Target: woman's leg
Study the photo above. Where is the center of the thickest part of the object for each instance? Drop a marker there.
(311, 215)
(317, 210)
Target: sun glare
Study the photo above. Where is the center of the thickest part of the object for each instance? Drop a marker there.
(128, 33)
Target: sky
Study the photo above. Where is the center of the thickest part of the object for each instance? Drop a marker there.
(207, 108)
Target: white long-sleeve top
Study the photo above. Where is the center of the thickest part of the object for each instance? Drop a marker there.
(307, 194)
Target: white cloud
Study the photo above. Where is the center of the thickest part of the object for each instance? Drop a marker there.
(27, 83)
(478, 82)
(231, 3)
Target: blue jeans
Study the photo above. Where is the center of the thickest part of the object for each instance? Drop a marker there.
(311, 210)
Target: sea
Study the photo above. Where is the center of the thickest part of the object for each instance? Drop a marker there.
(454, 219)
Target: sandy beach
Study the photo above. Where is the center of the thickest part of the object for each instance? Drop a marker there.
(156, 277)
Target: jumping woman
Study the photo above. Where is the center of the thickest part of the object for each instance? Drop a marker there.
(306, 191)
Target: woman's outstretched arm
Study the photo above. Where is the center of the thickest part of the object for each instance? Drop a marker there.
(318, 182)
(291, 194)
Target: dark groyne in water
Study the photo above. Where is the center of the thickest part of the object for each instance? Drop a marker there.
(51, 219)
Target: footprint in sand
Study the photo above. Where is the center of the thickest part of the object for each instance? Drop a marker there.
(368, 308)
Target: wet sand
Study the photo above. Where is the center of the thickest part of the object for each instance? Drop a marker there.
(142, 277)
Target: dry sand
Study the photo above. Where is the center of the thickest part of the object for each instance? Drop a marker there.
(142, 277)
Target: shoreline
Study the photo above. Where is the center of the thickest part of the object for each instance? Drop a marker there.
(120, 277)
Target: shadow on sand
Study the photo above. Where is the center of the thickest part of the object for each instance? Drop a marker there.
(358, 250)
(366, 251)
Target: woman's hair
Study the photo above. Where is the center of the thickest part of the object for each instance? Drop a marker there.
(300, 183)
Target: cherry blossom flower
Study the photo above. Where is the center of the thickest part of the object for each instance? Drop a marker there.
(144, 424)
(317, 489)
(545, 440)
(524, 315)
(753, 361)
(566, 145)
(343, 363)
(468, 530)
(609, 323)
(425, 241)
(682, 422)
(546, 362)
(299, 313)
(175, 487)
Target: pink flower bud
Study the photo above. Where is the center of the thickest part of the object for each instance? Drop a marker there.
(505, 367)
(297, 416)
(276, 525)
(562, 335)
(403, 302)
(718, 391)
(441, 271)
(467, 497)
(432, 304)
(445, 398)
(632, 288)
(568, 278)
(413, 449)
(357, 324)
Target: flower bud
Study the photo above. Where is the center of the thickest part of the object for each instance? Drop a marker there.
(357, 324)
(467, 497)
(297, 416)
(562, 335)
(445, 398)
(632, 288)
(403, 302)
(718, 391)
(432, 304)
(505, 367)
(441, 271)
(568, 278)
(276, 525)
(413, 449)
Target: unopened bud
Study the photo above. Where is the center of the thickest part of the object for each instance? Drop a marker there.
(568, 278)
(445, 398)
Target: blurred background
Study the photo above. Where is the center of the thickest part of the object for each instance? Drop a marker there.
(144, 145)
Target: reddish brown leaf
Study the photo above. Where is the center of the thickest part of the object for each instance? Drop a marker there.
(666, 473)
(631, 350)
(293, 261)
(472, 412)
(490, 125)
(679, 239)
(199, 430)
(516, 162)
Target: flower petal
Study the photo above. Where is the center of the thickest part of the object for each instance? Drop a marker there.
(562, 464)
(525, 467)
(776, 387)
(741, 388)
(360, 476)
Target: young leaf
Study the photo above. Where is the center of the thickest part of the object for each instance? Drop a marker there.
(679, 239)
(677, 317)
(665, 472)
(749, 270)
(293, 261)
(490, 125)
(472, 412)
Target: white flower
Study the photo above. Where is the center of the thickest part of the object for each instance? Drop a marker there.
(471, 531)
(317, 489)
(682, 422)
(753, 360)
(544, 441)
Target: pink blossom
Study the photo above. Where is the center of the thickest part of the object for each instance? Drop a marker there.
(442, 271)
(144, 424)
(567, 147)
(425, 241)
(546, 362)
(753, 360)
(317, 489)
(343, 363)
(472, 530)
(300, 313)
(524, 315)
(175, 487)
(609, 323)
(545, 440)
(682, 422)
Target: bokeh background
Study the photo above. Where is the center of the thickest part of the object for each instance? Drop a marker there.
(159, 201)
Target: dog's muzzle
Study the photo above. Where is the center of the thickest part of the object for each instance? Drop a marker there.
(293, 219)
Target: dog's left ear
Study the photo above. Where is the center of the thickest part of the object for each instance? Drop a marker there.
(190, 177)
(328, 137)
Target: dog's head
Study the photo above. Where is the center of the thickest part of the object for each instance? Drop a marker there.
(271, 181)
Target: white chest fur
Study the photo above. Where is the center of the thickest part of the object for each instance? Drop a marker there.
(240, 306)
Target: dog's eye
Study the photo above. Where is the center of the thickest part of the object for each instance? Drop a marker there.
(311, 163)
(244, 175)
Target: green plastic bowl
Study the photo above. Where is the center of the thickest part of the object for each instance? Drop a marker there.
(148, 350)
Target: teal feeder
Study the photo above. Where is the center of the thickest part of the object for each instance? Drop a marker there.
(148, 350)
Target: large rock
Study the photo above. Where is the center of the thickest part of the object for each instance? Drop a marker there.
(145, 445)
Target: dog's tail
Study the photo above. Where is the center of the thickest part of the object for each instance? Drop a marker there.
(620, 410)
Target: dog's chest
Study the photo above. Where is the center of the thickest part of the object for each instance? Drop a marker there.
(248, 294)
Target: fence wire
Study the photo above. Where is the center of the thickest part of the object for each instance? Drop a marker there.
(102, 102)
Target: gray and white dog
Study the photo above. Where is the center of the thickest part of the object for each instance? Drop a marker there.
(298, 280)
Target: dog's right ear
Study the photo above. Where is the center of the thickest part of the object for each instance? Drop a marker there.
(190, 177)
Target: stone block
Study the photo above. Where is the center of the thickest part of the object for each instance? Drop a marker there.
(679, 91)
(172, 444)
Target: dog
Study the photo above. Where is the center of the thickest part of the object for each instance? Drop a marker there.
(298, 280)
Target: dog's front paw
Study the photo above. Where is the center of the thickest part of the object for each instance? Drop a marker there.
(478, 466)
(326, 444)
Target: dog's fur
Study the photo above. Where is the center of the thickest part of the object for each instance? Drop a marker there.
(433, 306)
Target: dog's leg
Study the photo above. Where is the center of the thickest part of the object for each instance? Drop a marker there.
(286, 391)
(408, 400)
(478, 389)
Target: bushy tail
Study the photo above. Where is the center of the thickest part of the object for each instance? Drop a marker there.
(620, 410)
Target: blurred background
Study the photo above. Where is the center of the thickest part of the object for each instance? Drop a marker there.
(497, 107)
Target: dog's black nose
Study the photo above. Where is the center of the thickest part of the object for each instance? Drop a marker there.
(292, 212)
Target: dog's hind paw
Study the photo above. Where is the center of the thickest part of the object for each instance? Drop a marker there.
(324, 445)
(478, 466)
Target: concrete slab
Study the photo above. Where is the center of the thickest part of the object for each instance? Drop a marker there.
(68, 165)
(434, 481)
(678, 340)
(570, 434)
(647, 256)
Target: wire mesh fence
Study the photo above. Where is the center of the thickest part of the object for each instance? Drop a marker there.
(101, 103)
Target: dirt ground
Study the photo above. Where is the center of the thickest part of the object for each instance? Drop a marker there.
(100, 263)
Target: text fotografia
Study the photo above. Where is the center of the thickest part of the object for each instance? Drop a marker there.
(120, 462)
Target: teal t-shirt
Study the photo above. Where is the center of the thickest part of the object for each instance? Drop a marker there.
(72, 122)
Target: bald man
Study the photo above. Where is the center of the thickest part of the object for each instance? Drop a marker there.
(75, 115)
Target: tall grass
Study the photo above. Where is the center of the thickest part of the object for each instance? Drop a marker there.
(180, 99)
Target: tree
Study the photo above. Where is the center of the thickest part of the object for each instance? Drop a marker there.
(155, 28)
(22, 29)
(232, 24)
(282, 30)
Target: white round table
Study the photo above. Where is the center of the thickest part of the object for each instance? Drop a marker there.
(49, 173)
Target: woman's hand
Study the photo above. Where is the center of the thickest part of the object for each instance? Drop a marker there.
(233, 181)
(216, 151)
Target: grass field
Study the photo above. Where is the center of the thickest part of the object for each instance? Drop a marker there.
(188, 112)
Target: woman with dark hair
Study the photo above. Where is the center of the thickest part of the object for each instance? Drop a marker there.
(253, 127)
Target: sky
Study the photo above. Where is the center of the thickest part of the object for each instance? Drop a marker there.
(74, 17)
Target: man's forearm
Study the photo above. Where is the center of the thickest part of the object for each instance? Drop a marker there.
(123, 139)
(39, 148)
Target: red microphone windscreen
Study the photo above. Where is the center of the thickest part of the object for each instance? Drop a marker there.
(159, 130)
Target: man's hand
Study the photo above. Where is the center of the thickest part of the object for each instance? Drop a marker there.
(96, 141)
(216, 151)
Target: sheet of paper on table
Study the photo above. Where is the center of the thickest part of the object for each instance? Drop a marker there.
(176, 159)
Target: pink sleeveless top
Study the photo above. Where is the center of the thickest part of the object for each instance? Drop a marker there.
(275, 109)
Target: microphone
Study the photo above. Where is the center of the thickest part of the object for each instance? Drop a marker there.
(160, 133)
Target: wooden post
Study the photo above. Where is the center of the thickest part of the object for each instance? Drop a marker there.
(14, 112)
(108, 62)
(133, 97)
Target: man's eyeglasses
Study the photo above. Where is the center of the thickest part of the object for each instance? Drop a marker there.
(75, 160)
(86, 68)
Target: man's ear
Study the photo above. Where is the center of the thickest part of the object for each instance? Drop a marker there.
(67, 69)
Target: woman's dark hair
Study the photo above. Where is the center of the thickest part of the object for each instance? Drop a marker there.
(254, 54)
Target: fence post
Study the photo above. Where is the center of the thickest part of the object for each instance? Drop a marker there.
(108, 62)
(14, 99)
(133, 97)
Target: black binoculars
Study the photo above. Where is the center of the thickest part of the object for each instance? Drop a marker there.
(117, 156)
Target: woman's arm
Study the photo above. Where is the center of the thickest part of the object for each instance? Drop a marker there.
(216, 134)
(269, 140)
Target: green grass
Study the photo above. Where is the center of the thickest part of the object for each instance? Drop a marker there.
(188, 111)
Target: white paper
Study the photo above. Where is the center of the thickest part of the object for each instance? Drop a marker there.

- **Required action**
Begin with the first line of the records and finish with the line containing "Target: sun glare". Reproduce those lines exactly, both ends included, and nothing else.

- **Result**
Target: woman's leg
Study the photo above. Where is the center of the thickest part of the object for each instance? Drop a marker there.
(311, 215)
(317, 210)
Target: sun glare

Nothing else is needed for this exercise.